- Exercise objective
Return the portion of the passage on pulling user-entered form field data from PDFs that starts with the words "Getting User Supplied" and ends after "static void Main()", copied word for word.

Getting User Supplied Form Field Data From PDFs

A clever method in the PDF Extractor toolkit which I have leveraged many times is the capability to select and extract the data from fields entered by users into PDFs. In a web app where the PDF is provided with designated form fields, it is essential to think of these fields as user inputs. In this example, I am basically using a PDF form as a method of input for obtaining data from users, and then using PDF Extractor to retrieve entered data. Since we already know the fields of interest we just need to extract user input. The following C# code sample illustrates how to quickly develop a function to extract the form data from a PDF:

using System;
using System.Diagnostics;
using System.Xml;
using Bytescout.PDFExtractor;
 
namespace ExtractFilledFormData
{
    static class Program
    {
        static void Main()

- Recorded data
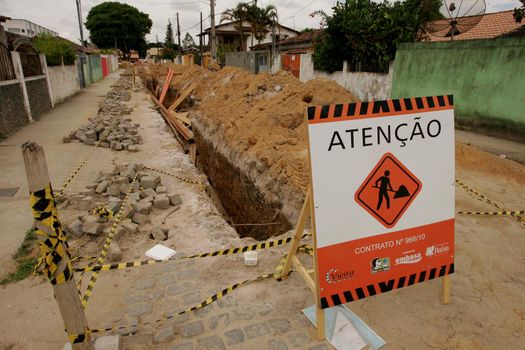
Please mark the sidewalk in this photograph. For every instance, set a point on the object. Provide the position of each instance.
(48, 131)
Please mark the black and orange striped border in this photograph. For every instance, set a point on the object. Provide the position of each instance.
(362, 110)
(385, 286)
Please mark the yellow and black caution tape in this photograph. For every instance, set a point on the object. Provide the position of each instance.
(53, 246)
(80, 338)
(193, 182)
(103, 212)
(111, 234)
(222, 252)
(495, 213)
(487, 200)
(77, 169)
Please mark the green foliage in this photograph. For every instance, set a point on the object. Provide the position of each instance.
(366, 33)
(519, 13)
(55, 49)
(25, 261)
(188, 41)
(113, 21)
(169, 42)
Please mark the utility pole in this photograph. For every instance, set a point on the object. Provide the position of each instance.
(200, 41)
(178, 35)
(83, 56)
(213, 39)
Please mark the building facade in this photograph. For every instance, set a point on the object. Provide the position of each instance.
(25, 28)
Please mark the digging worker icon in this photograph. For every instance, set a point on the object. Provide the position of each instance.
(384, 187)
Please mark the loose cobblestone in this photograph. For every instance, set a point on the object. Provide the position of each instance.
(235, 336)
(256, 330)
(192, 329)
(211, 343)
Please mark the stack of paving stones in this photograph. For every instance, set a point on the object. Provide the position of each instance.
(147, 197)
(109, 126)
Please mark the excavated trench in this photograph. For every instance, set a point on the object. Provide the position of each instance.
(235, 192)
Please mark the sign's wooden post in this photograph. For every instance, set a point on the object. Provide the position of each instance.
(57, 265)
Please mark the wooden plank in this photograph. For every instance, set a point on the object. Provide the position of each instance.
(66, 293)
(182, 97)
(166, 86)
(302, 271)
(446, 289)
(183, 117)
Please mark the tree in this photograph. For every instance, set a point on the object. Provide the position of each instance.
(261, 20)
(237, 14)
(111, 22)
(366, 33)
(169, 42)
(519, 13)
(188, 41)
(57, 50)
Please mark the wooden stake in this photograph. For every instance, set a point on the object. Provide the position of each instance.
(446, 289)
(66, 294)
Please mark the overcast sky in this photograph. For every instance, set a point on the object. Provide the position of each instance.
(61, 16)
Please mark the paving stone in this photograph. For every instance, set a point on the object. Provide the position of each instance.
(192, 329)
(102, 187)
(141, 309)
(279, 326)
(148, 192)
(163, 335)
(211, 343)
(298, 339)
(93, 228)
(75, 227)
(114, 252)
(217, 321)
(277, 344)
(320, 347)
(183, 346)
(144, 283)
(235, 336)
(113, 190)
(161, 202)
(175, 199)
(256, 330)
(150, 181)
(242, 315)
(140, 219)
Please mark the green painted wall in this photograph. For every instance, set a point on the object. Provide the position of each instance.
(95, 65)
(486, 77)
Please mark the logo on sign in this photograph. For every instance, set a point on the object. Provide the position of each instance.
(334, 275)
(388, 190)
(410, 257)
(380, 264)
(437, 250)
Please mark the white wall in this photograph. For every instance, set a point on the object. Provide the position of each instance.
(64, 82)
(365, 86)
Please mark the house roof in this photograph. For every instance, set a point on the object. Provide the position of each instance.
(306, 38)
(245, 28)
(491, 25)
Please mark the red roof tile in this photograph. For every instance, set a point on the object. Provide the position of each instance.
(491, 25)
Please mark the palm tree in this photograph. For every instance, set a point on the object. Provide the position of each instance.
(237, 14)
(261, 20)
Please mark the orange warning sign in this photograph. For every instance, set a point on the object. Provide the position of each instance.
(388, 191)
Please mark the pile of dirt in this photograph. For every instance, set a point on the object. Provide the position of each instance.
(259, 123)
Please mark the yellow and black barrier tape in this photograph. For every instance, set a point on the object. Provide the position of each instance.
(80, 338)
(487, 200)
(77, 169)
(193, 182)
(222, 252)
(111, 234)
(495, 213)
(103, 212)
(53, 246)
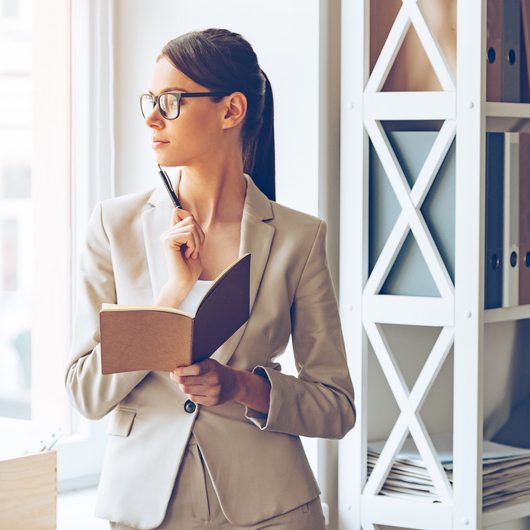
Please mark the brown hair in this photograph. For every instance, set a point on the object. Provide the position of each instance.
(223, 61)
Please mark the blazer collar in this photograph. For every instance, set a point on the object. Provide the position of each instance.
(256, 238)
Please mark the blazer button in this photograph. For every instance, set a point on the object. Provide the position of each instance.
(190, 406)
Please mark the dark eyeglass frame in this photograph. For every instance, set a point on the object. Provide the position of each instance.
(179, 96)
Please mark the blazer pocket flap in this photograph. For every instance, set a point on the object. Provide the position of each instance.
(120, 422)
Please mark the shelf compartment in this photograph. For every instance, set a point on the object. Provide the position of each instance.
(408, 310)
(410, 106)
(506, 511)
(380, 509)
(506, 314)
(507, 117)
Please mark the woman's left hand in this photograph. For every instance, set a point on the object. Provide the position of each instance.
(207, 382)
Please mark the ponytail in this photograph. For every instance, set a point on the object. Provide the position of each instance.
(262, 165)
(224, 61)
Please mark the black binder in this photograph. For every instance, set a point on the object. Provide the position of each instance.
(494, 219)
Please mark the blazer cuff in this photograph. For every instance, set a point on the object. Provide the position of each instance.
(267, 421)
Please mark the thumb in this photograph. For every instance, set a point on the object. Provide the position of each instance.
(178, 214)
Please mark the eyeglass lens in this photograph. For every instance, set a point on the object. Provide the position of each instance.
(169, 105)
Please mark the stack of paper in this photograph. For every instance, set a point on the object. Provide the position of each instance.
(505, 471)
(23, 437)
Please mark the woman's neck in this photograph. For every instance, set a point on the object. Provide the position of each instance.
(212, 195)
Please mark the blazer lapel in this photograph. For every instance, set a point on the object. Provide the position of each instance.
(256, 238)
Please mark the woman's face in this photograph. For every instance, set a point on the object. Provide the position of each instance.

- Answer
Getting User Supplied Form Field Data From PDFs

A clever method in the PDF Extractor toolkit which I have leveraged many times is the capability to select and extract the data from fields entered by users into PDFs. In a web app where the PDF is provided with designated form fields, it is essential to think of these fields as user inputs. In this example, I am basically using a PDF form as a method of input for obtaining data from users, and then using PDF Extractor to retrieve entered data. Since we already know the fields of interest we just need to extract user input. The following C# code sample illustrates how to quickly develop a function to extract the form data from a PDF:

using System;
using System.Diagnostics;
using System.Xml;
using Bytescout.PDFExtractor;
 
namespace ExtractFilledFormData
{
    static class Program
    {
        static void Main()